__SOURCE RECORDS__:
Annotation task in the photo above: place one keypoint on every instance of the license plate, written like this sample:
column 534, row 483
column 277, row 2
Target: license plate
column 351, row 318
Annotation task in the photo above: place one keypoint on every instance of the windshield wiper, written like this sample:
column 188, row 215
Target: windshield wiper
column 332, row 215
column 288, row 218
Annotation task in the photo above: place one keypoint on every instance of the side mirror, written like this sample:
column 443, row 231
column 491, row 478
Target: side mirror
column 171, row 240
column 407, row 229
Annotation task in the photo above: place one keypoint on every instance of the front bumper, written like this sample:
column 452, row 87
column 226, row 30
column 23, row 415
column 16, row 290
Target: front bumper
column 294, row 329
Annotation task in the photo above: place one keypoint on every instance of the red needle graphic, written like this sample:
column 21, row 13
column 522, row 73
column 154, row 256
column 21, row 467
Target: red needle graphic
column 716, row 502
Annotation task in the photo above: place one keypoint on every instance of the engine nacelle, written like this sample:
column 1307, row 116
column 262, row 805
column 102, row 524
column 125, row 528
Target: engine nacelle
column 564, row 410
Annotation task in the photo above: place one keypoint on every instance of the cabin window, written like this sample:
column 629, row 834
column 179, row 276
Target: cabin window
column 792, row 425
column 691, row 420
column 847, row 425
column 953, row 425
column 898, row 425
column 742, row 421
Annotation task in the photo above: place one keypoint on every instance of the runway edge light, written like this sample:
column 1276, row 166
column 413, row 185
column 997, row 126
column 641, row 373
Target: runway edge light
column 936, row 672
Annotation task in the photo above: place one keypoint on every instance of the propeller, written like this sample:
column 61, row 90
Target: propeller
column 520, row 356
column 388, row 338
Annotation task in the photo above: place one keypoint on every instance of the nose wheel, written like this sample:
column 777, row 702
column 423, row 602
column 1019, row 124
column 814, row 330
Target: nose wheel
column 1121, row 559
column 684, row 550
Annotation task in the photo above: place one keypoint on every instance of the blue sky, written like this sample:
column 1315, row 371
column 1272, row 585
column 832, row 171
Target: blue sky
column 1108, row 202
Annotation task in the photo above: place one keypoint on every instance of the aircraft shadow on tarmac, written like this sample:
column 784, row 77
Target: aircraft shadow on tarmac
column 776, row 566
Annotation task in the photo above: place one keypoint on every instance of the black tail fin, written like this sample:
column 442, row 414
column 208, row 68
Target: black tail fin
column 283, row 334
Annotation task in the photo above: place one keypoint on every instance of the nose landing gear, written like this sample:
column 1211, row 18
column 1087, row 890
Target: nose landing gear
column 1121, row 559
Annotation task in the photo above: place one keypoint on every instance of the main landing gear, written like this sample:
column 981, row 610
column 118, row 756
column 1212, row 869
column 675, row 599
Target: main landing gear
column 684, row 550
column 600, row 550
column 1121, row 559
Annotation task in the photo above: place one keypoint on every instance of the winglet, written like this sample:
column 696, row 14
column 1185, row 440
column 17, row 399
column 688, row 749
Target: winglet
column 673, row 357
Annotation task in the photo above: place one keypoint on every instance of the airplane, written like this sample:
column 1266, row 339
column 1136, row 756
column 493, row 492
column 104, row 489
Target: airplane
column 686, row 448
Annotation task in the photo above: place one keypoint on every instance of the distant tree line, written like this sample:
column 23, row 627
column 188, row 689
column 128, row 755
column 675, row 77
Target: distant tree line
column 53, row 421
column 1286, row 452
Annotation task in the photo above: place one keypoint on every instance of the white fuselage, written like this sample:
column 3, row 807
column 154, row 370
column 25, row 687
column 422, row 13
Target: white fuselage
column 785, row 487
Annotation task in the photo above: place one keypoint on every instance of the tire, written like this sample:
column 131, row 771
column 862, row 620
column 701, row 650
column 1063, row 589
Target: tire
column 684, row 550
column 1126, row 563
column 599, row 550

__YOUR GOAL__:
Your answer should be the listing itself, repeated exactly.

__EXPECTED ANSWER__:
Annotation task in the photo above: place one keypoint on every instance of the license plate, written like this sample:
column 534, row 483
column 277, row 2
Target: license plate
column 351, row 318
Annotation task in the photo above: place one keypoint on every instance of the windshield wiper, written like this sample:
column 188, row 215
Target: windshield wiper
column 332, row 215
column 288, row 218
Annotation task in the photo above: place one keypoint on every instance of the side mirror, written like this sample:
column 443, row 231
column 491, row 478
Target: side mirror
column 171, row 240
column 407, row 229
Annotation task in the photo above: place one keypoint on every instance of the front bumper, written like this sample:
column 452, row 87
column 226, row 30
column 23, row 415
column 16, row 290
Target: front bumper
column 294, row 329
Annotation task in the photo above: place one keypoint on every instance of the red needle graphic, written like this sample:
column 21, row 13
column 522, row 73
column 154, row 256
column 21, row 467
Target: red needle graphic
column 716, row 502
Annotation task in the photo above: place one keypoint on every instance of the engine nacelle, written like this sample:
column 1307, row 116
column 262, row 805
column 102, row 524
column 125, row 528
Target: engine nacelle
column 564, row 410
Annotation task in the photo above: place one keypoint on every instance of the cabin window, written like this sample:
column 629, row 834
column 179, row 276
Target: cabin window
column 792, row 425
column 691, row 420
column 847, row 425
column 953, row 425
column 898, row 425
column 742, row 421
Annotation task in the photo above: place one keypoint on every instance of the runway edge light, written like this sample:
column 1276, row 166
column 413, row 185
column 997, row 126
column 641, row 373
Target: runway edge light
column 936, row 672
Annotation task in the photo above: place one keypoint on every instance of the propeller, written like this sample:
column 61, row 90
Target: propeller
column 520, row 356
column 388, row 338
Annotation task in the photo above: place one keypoint on every instance of the nose wheel, written like this sample:
column 777, row 702
column 423, row 602
column 1019, row 124
column 814, row 330
Target: nose wheel
column 1121, row 559
column 684, row 550
Annotation task in the photo above: place one keypoint on every instance of the blue sky, written like this sample:
column 1315, row 371
column 1272, row 585
column 832, row 171
Target: blue sky
column 1108, row 202
Annotation task in the photo above: place one keypoint on every instance of the aircraft shadow on tarmac, written like this sample:
column 784, row 77
Target: aircraft shadow on tarmac
column 776, row 566
Annotation task in the photo above: place one keypoint on every instance of the black tail fin, written like this sample:
column 442, row 414
column 208, row 68
Target: black tail fin
column 283, row 334
Annotation task in the photo above: place one keypoint on every instance of the nose landing gear, written like this sample:
column 1211, row 18
column 1087, row 890
Target: nose landing gear
column 1121, row 559
Annotation task in the photo above: place one keypoint on every instance of the main landing gear, written like this sample:
column 981, row 610
column 118, row 756
column 1212, row 869
column 675, row 599
Target: main landing gear
column 684, row 550
column 600, row 550
column 1121, row 559
Annotation task in the photo above: place one keypoint on every instance of the winglet, written like this sample:
column 696, row 14
column 1185, row 440
column 17, row 399
column 688, row 749
Target: winglet
column 673, row 357
Annotation task in the photo above: place one keypoint on every instance of the airplane, written like this sample:
column 1266, row 339
column 1136, row 756
column 493, row 492
column 104, row 489
Target: airplane
column 686, row 448
Annotation task in the photo above: place one keypoint on every instance of the distant tree line, written like this sample:
column 23, row 627
column 188, row 689
column 128, row 755
column 675, row 77
Target: distant tree line
column 53, row 421
column 1286, row 452
Annotation task in the photo above: place one keypoint on every instance of the white fuselage, written like this sample:
column 3, row 807
column 154, row 370
column 25, row 687
column 422, row 13
Target: white fuselage
column 785, row 487
Annotation task in the photo above: place one keypoint on every instance of the tire, written like this sample:
column 131, row 771
column 862, row 620
column 701, row 650
column 1063, row 589
Target: tire
column 684, row 550
column 1126, row 563
column 599, row 550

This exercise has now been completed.